# Task brief:
Print the rows below unchanged, starting with the line that contains "Guideline: put one point on each instance of the large" and continuing through the end of the rows.

**********

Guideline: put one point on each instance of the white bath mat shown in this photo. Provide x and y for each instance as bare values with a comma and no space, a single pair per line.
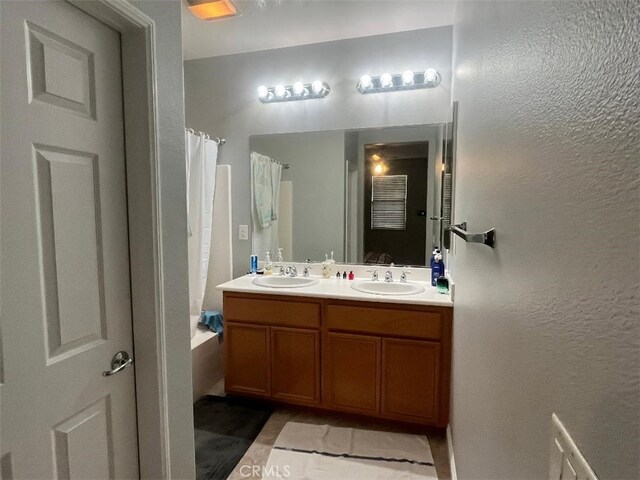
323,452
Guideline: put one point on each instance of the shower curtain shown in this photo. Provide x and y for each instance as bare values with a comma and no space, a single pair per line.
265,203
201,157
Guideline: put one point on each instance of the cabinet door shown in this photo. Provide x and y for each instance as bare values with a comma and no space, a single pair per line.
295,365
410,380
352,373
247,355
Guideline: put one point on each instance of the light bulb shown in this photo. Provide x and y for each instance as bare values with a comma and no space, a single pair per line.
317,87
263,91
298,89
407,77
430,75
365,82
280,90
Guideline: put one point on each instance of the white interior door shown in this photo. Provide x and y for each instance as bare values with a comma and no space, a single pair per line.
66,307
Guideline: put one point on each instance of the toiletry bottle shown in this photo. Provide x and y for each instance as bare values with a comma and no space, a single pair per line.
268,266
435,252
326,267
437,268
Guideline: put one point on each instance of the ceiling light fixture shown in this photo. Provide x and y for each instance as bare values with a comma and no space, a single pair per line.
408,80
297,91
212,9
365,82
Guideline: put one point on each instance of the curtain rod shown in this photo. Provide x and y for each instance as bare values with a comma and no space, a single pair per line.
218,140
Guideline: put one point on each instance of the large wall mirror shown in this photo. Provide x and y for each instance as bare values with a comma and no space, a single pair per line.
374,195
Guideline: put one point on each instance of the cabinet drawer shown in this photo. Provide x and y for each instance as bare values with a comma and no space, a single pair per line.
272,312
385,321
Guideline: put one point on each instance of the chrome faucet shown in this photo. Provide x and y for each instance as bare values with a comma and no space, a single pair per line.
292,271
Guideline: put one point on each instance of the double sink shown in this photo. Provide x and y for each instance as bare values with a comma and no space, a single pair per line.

**********

# Worked solution:
Guideline: put one point on each instance of the large wall mirror shown in this photo. Provide x and y for each instance as bare values with a comma and no space, a single pair per line.
374,195
Guideline: put one point on each instance of the cabinet drawer shown in this photo. Provide x and y for each instance as bare values with a comma and no space, a single pair per line.
272,312
385,321
Guideline: put one point on each instance of the chrome faucet shown in this photo. Provide x and y for each instance as bare values with a comma and no space, a single pair per line.
292,271
Guideline: put one point on each instance of the double sink shown in this photo. Provide x and y for each instance as bare values with a comma and no space, a single pair per line.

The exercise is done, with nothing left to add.